--- START Source excerpt ---

In the previous post, I described how to use *hillclimbing* to break a substitution cipher when we don't know the key. But standard hillclimbing has weaknesses: it can get trapped in a local optimum (that is, trapped on the summit of a foothill in the fitness landscape); or it can be marooned on a fitness "plateau", where all changes give about the same result, so the search wanders aimlessly.

## Exploration and exploitation

To think about how to fix this problem, have a think about restaurants.

Imagine you want to go out for dinner tonight. Do you try a new and different restaurant, or do you stick with one you already know is good?

The answer depends a lot on how long you've been in the area. If you've recently moved in, you don't know which are the good restaurants. In fact, you might not even know what counts as "good" around here! If you go to a new place, it might be rubbish, but it might also be better than anything you've visited in the area.

On the other hand, if you've been in the area for a long time, you know which the good places are. You've got your list of your favourite restaurants and a much longer list of not-so-good ones. A new restaurant you visit *might* be a hidden gem, but it's more likely to be average and therefore worse than your favourites.

Generalising, these two situations illustrate the balance between *exploration* and *exploitation*. When you know little about your situation, *exploration* is the best option. As you become more familiar with what's good, you should invest more time and effort *exploiting* what you know is best.

--- END Source excerpt ---

• **What this exercise asks**
1. What two weaknesses of standard hillclimbing does the hillclimbing post name?
2. Please carry on the hillclimbing post from the point where it stops.
The lines that follow are drawn from a different source.

--- START Stored data ---

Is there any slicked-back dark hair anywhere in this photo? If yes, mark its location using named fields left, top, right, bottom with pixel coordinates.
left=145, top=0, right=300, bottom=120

--- END Stored data ---

• **Task results**
1. It can get trapped in a local optimum, or it can be marooned on a fitness plateau where the search wanders aimlessly.

2.
This is similar to what we want to do with the cipher breaking. We start with some random proposal of what the key would be, but we have no real idea if it's any good. At this stage, we want to *explore* the space of possible keys, looking for something promising. As the search progresses, we get more understanding of what the key is, so we want to move to more *exploitation* of a key that we know is pretty good.

## Simulated annealing

Simulated annealing is one method of handling this. The term *annealing* comes from metallurgy. It's the process of hardening metal by cooling it slowly; as it cools, large crystals form in the metal, making the overall piece harder. The trick is that sometimes, some crystals get a bit smaller. This is a backward move in the short term; but it gives neighbouring crystals more room to grow, making the metal stronger in the long term.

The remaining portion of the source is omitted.